**Provided passage:**

Building a Node of the Accessible Language Technology Infrastructure

Bartosz Broda, Michał Marcińczuk, Maciej Piasecki


Abstract
A limited prototype of the CLARIN Language Technology Infrastructure (LTI) node is presented. The node prototype provides several types of web services for Polish. The functionality encompasses morpho-syntactic processing, shallow semantic processing of corpus on the basis of the SuperMatrix system and plWordNet browsing. We take the prototype as the starting point for the discussion on requirements that must be fulfilled by the LTI. Some possible solutions are proposed for less frequently discussed problems, e.g. streaming processing of language data on the remote processing node. We experimentally investigate how to tackle with several requirements from many discussed. Such aspects as processing large volumes of data, asynchronous mode of processing and scalability of the architecture to large number of users got especial attention in the constructed prototype of the Web Service for morpho-syntactic processing of Polish called TaKIPI-WS (http://plwordnet.pwr.wroc.pl/clarin/ws/takipi/). TaKIPI-WS is a distributed system with a three-layer architecture, an asynchronous model of request handling and multi-agent-based processing. TaKIPI-WS consists of three layers: WS Interface, Database and Daemons. The role of the Database is to store and exchange data between the Interface and the Daemons. The Daemons (i.e. taggers) are responsible for executing the requests queued in the database. Results of the performance tests are presented in the paper, too.

**Collected material:**
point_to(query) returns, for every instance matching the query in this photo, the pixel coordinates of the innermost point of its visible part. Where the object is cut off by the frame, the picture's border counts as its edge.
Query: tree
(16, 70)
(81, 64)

**Work to complete:** According to the abstract above, what three layers make up TaKIPI-WS?

**Answer:** WS Interface, Database and Daemons.